What to produce —
Copy the records word for word, from the line containing "Could you tag the butterfly for me, please?" through the end of the records, both included, and leave out the pictures.

[Start Record set]

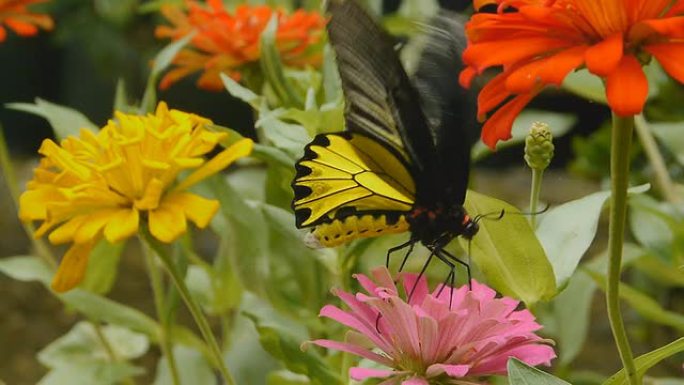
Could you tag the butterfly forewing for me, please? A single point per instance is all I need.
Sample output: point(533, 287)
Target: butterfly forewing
point(380, 100)
point(346, 174)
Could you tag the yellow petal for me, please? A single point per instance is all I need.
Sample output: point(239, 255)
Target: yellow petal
point(72, 268)
point(167, 222)
point(241, 148)
point(196, 208)
point(33, 203)
point(65, 233)
point(92, 225)
point(150, 199)
point(122, 225)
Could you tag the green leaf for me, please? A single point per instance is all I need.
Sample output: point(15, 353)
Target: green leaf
point(507, 251)
point(559, 124)
point(245, 233)
point(645, 362)
point(243, 93)
point(79, 357)
point(286, 348)
point(571, 310)
point(91, 374)
point(82, 345)
point(670, 136)
point(105, 310)
point(299, 284)
point(102, 267)
point(272, 67)
point(192, 368)
point(284, 377)
point(566, 231)
point(26, 268)
point(653, 224)
point(646, 306)
point(664, 273)
point(65, 121)
point(585, 84)
point(288, 137)
point(519, 373)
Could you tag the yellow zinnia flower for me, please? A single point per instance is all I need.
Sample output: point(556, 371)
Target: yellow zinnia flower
point(101, 184)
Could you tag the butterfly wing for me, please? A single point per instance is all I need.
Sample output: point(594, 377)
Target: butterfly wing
point(380, 100)
point(349, 185)
point(451, 109)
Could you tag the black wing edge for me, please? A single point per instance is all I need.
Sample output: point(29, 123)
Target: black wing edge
point(451, 109)
point(362, 45)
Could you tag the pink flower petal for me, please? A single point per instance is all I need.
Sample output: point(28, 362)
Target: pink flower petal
point(360, 374)
point(415, 381)
point(354, 349)
point(450, 370)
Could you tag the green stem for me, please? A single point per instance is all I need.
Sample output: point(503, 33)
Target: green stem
point(662, 176)
point(192, 305)
point(39, 245)
point(108, 348)
point(534, 195)
point(158, 291)
point(621, 140)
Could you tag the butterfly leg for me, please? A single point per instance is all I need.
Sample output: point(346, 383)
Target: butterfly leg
point(447, 255)
point(410, 243)
point(420, 275)
point(452, 274)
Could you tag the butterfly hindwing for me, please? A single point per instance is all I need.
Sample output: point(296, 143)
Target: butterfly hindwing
point(349, 174)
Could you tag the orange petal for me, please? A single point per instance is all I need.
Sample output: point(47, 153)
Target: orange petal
point(603, 57)
point(498, 126)
point(676, 9)
point(558, 66)
point(507, 51)
point(72, 268)
point(465, 78)
point(523, 79)
point(22, 28)
point(671, 58)
point(492, 95)
point(627, 87)
point(672, 27)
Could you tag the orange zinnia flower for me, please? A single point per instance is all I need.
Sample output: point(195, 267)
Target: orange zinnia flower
point(542, 41)
point(14, 14)
point(224, 42)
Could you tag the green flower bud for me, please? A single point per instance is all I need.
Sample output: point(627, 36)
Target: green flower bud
point(539, 146)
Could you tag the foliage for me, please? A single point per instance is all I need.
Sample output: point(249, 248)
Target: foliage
point(262, 288)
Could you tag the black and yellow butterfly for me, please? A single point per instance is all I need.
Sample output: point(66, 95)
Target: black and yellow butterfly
point(402, 164)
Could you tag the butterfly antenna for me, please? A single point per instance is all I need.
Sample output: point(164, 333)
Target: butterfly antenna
point(470, 278)
point(420, 275)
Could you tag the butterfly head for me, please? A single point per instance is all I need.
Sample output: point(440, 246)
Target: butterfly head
point(470, 227)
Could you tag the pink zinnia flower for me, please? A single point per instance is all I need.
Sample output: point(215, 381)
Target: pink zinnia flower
point(428, 340)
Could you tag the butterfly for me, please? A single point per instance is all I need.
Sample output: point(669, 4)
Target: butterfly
point(402, 163)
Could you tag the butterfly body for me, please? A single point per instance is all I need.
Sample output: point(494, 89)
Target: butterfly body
point(402, 163)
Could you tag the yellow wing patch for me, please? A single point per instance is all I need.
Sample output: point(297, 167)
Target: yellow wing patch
point(349, 172)
point(341, 231)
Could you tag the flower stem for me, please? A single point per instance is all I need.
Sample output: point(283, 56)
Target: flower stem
point(108, 348)
point(7, 170)
point(158, 291)
point(621, 139)
point(662, 176)
point(534, 195)
point(192, 305)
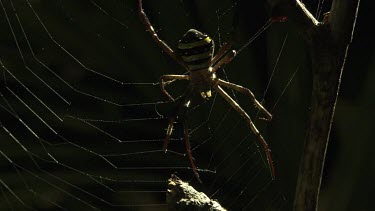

[End Record set]

Expected output —
Could you tag the butterfly for me, please? A single point per instance is all I need.
Sample output: point(669, 4)
Target: butterfly
point(402, 163)
Could you tag the butterfly body for me, please? A single point per instance is all I need.
Sample output: point(494, 89)
Target: butterfly body
point(402, 163)
Could you tag the yellow wing patch for me, please? A single point per instance is all I need.
Sample output: point(297, 167)
Target: yellow wing patch
point(349, 172)
point(341, 231)
Could you tag the flower stem for me, please? A single point per instance is all I need.
Sample output: point(283, 56)
Target: flower stem
point(108, 348)
point(7, 170)
point(158, 291)
point(621, 139)
point(662, 176)
point(534, 195)
point(192, 305)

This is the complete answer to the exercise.